• _YOUR ASSIGNMENT_
Return the listing below exactly. Leave its pictures out.

• _DATA_
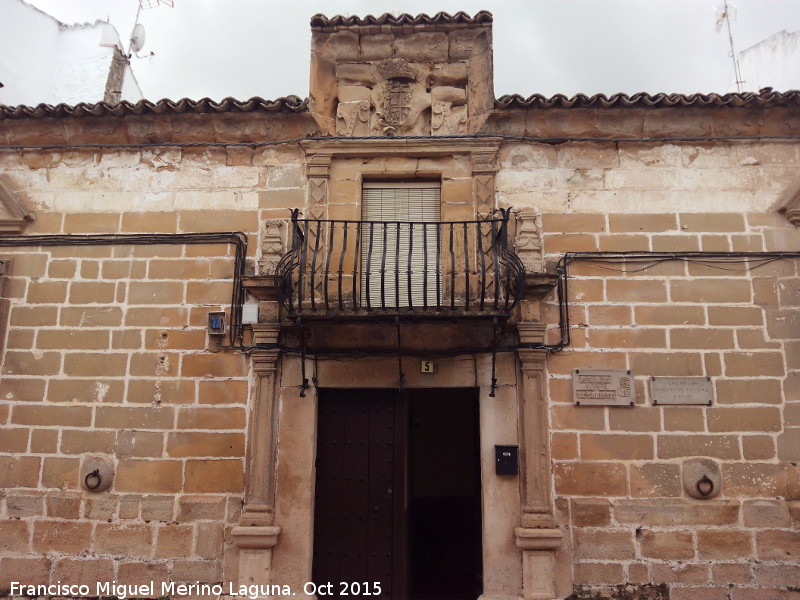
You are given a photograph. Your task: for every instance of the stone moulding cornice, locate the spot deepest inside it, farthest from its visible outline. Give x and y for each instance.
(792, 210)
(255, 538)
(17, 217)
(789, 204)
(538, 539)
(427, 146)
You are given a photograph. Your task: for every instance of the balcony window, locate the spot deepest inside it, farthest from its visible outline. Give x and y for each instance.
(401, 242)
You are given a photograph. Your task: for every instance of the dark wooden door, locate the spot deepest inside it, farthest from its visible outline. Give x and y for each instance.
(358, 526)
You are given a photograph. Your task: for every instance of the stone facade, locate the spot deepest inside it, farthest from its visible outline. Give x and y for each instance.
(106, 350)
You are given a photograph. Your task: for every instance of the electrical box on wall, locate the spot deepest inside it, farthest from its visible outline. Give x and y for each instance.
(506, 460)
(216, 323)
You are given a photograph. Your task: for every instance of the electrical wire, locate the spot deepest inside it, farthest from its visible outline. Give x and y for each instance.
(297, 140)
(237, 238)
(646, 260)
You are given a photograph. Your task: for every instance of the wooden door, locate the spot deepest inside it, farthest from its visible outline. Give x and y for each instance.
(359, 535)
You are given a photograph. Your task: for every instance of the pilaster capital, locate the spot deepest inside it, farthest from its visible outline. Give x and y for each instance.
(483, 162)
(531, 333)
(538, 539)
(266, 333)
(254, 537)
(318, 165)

• _WRITTEN ANSWER_
You are given a photograph. Your task: for every instance of the stone moulding cornice, locate the spot deepest inside it, farthest from its visible outline. Give x and y for each instance.
(792, 210)
(255, 538)
(17, 217)
(789, 204)
(538, 539)
(427, 146)
You are given a photograph. Your task: for every instance of the balcony window, locate the spot deepest inside it, farthest from its visible outline. Give x and y for each instance.
(401, 242)
You are given a photograph. Your task: for every instance of the dark wooden door, locate the spot deepest inside it, farthest from its visible outline. Give x and y for each instance.
(358, 526)
You are given a photograph. Your task: for every instance of the stone facade, locate the spot deepest inside it, farthest from its visible outline. Give x and y for each instance.
(106, 350)
You are given a photograph. Your task: for every instance of the electrical box on wall, locate the spot deepest inside it, farthest from its visible outline. Give x and y for each instance.
(506, 460)
(216, 323)
You are given a photograph. Your task: for every instance of the electrical wire, locate the spot deepest inside it, farthest from its visible outline. Give x and y for each instance.
(297, 140)
(237, 238)
(646, 260)
You are given a photograph. Your task: for every instance of the wooden door, locate the spot deepest inside it, farthest from its visible outline. Give x and y for each instance.
(359, 535)
You are given a photograph. Your task: for every instance of the pilaster capital, locate the spot deepest inside it, farthest from its visible outline. Give x and y for each instance.
(483, 162)
(531, 333)
(538, 539)
(266, 333)
(254, 537)
(318, 165)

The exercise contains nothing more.